▶ **Problem details**
Restate each entry word for word, leaving nothing out.

▶ **Records provided**
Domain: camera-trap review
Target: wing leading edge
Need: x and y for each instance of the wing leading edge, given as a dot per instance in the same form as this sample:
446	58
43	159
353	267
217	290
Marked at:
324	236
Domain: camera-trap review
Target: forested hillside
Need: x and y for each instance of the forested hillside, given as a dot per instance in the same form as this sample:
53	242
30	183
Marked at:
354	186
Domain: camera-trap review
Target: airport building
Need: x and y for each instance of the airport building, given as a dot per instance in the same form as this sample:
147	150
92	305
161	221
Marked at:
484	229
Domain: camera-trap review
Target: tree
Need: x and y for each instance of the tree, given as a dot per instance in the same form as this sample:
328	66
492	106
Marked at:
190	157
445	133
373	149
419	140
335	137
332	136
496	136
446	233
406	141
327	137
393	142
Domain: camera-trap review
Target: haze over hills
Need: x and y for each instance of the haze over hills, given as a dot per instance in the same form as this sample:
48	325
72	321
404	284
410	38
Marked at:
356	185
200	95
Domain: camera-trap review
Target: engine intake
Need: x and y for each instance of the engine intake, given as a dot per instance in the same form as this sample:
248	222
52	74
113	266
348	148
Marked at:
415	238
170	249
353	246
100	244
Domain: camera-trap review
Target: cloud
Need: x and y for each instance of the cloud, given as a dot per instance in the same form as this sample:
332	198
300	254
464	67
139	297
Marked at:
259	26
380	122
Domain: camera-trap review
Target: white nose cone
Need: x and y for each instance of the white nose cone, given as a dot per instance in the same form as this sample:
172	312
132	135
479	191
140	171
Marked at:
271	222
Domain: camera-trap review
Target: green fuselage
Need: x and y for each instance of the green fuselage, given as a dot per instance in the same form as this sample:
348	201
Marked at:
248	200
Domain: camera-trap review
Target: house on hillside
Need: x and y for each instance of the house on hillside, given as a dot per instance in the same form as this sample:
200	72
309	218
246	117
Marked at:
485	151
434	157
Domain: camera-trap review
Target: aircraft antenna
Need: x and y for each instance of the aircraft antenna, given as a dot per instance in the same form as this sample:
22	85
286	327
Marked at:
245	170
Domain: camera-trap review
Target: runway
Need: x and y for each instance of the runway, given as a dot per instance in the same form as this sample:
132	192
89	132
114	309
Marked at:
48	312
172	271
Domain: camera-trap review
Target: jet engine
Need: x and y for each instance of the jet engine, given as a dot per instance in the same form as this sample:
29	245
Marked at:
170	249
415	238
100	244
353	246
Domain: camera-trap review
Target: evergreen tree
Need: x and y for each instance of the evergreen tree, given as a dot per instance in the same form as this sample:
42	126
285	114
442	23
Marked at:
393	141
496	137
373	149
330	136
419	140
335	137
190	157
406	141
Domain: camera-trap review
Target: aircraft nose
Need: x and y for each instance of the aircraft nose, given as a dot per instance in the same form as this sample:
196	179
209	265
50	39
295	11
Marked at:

▶ **Task answer**
Domain: camera-trap review
Target: wing leading edge
Need: x and y for each instance of the wing leading edge, given as a dot per instance in the same form as this sample:
446	58
43	159
353	267
217	290
Marked at:
324	236
Domain: camera-trap review
Target: forested hillside
Need: x and y for each instance of the forested hillside, given as a dot per instance in the same form as this sample:
53	242
30	183
Marked at:
354	186
Domain: camera-trap review
Target: airport building
Need: x and y for each instance of the airport building, given as a dot per instance in the same form as this sample:
147	150
92	305
161	221
Marked at:
484	229
Domain: camera-trap review
Target: tree
Need: x and y for each instance of the tree, given as a dot per instance in the same form as this sample:
328	66
492	106
Marked at:
190	157
445	133
373	149
419	140
335	137
332	136
496	136
446	233
406	141
327	137
393	142
Domain: camera-trap review
Target: haze over hills
Need: x and y for each instance of the haze over hills, given as a dot per instance in the same form as this sample:
48	325
72	321
404	284
410	38
Marked at:
356	185
200	95
Domain: camera-trap review
Target: engine intake
Need: x and y for each instance of the engine intake, given as a dot per instance in the same form as this sample:
248	222
52	74
113	266
348	148
Marked at:
415	238
170	249
353	246
100	244
Domain: camera-trap review
Target: cloud
Need: x and y for each instance of the cloud, given as a dot per instance in the same form as this sample:
332	198
300	254
464	67
139	297
Marked at:
259	26
380	122
Domain: camera-trap review
Target: white nose cone
Need: x and y for each instance of the white nose cone, given as a dot per instance in the same form as this sample:
172	312
132	135
479	191
140	171
Marked at:
271	222
Domain: camera-trap review
Target: green fuselage
Need: x and y for each instance of the green fuselage, given as a dot per instance in the same form as this sample:
348	201
Marked at:
248	200
Domain: camera-trap review
Target: house on hillside
Need: x and y for each instance of the house on hillside, given as a dot per instance in the same form as this sample:
200	72
309	218
246	117
Marked at:
485	151
434	157
Domain: camera-trap review
Target: aircraft antenna
Need: x and y for each instance of the aircraft antenna, given as a dot per instance in the same form as this sample:
22	85
286	327
Marked at:
245	170
Domain: camera-trap review
Target: runway
Need: x and y for each instance of the runway, given as a dot per instance in the same form as this sample:
132	192
89	132
114	309
Marked at:
48	312
172	271
Domain: camera-trap review
Target: jet engine
Need: x and y for each instance of the jet engine, given as a dot per instance in the same form as this sample:
29	245
Marked at:
170	249
415	238
100	244
353	246
Domain: camera-trap review
Target: evergreen tree
Need: x and y for each instance of the evergreen tree, given as a dot per instance in the same form as this sample:
42	126
285	114
442	23
Marked at:
393	141
496	137
373	149
330	136
419	140
335	137
190	157
406	141
Domain: camera-trap review
Target: aircraft nose
Need: x and y for each instance of the aircraft nose, given as a dot per instance in the same form as this sample:
196	179
209	265
50	39
295	11
Marked at:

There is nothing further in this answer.